Look for the word "firefighter" in the entries below, then copy every line that has it.

(Point-per-instance localization data)
⟨
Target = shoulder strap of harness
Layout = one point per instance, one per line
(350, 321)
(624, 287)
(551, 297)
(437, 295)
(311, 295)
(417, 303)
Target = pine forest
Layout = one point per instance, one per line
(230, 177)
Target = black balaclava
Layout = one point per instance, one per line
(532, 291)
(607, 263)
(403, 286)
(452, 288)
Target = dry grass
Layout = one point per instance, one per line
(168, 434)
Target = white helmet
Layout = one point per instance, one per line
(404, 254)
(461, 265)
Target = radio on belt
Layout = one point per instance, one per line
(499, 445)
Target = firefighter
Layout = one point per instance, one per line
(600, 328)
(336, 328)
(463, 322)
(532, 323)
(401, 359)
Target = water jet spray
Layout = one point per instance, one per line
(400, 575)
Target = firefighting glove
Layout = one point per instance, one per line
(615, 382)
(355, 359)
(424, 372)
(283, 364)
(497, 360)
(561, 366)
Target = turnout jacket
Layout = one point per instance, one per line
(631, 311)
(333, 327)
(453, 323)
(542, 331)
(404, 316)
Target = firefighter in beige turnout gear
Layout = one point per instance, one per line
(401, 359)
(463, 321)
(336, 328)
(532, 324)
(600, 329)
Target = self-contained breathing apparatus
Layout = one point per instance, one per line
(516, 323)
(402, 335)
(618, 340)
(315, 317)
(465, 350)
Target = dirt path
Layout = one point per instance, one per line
⟩
### Answer to the problem:
Target = firefighter
Target = firefighter in beige turnout gear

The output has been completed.